The records below need retyping in full; give them again exactly.
=== Begin Enclosure ===
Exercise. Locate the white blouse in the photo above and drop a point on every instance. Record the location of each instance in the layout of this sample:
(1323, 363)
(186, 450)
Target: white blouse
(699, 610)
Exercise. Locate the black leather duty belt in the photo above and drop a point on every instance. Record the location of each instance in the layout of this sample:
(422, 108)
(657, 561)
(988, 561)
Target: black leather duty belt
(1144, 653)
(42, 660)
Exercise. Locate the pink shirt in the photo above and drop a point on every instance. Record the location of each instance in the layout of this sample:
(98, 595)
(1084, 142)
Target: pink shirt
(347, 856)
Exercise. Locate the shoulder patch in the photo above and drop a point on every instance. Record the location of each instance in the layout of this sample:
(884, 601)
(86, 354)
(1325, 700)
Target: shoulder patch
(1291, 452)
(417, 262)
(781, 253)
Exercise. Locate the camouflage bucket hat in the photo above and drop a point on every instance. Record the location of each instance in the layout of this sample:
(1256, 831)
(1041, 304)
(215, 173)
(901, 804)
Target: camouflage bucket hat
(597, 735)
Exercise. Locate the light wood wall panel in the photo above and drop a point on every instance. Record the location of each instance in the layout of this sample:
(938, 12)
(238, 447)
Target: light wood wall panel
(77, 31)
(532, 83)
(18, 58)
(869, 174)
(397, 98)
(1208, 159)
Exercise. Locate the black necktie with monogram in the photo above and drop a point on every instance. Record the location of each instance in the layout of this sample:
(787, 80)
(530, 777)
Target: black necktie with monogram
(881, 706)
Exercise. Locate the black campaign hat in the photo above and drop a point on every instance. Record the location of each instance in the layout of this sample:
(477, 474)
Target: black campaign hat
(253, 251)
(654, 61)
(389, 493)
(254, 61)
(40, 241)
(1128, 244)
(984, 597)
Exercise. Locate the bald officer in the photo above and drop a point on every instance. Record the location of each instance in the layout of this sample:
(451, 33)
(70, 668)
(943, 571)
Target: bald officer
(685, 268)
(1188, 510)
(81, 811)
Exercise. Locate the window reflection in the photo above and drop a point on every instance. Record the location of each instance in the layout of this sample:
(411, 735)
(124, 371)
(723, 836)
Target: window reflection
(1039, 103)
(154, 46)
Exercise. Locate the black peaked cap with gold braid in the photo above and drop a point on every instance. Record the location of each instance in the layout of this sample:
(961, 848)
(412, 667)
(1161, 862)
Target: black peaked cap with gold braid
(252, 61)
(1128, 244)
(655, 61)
=== End Enclosure ===
→ ANSWER FOR THIS EXERCISE:
Exercise. Locate the white blouse in the photo above and drop a point on every instance. Record the location of each instance in the layout of this sample:
(1323, 363)
(186, 450)
Target: white blouse
(699, 610)
Exercise. Locate the black leather duty belt in the photo above and drop a point on every instance. Record the location of each instance in the layout of this sample:
(422, 108)
(657, 561)
(988, 561)
Target: black leather duty belt
(1144, 653)
(42, 660)
Exercise. Locate the pink shirt in the photo above and drop a point on every instance. Record the location of each instance in the layout of this sample:
(98, 595)
(1084, 142)
Target: pink shirt
(347, 856)
Exercise. Locate the shoulder patch in the photo above and drop a point on every instance. Record the location of each instance in the layout of this sample:
(884, 601)
(86, 354)
(1325, 700)
Target: shoulder patch
(1291, 452)
(417, 262)
(781, 253)
Exercise. Locate the camouflage bucket hat in the photo above and drop a point on every instance. Record the location of each instance in the layout of this sample:
(1256, 831)
(1041, 304)
(215, 173)
(901, 804)
Target: camouflage bucket hat
(597, 735)
Exercise. Locate the light wood wall panel in the photo above and drop a point on every instance. Record the location of each instance in the layout of this sample:
(938, 12)
(238, 447)
Target: light wood wall panel
(77, 31)
(532, 83)
(18, 58)
(869, 174)
(397, 98)
(1208, 159)
Exercise. Locate the black necktie with monogram in the photo above and drop a point on every instance. Record the location of each instance in the layout of this sample:
(787, 80)
(530, 777)
Target: black necktie with monogram
(881, 706)
Exercise. Locate the black campaign hat in the photo above and drop a point on every instance. Record the location of each instance in the layout of this sample:
(477, 474)
Target: black campaign hat
(253, 251)
(654, 61)
(389, 493)
(254, 61)
(40, 241)
(1128, 244)
(984, 597)
Exercise. Locate the bald officer in the photo above and drop a point on every instance. Record the location of each instance in the layout of this sample:
(451, 33)
(70, 668)
(943, 571)
Target: bald officer
(685, 268)
(1188, 510)
(81, 811)
Exercise. Locate the window reflection in the photo above and drop a point on every instance. Record the location of each instance in the layout of this sample:
(411, 735)
(124, 371)
(723, 836)
Target: window reflection
(1039, 103)
(154, 46)
Exercise. Locate the black peaked cap with gold braid in the photo above and drop a point on every instance. Record the location of each instance in the layout of this sample:
(961, 848)
(412, 667)
(1161, 862)
Target: black peaked cap with gold braid
(252, 61)
(1128, 244)
(655, 61)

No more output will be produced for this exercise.